Task to carry out | Work out the count of lines in the material where the string "Each" shows up, and reply with it alone.
[[ Data shown open ]]
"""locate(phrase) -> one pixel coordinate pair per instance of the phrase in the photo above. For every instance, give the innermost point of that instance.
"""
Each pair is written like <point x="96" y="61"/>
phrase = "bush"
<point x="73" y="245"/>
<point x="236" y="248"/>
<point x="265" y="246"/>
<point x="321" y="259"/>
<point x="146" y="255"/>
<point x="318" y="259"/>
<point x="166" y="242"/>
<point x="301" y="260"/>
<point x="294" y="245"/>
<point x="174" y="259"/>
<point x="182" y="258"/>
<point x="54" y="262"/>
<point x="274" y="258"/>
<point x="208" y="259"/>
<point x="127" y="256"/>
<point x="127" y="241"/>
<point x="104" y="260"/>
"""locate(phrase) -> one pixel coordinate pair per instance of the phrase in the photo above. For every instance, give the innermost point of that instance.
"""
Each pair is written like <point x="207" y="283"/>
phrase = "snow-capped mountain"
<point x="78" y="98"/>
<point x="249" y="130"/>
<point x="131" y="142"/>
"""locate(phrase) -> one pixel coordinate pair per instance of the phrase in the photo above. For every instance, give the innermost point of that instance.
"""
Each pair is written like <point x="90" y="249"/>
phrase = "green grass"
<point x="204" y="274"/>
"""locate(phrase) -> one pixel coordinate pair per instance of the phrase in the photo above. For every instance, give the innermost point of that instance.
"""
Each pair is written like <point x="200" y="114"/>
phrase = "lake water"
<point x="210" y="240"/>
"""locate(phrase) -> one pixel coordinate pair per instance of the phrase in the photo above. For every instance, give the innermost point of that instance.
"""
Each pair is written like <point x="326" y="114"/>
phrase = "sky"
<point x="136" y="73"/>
[[ Data shown closed ]]
Your response | 5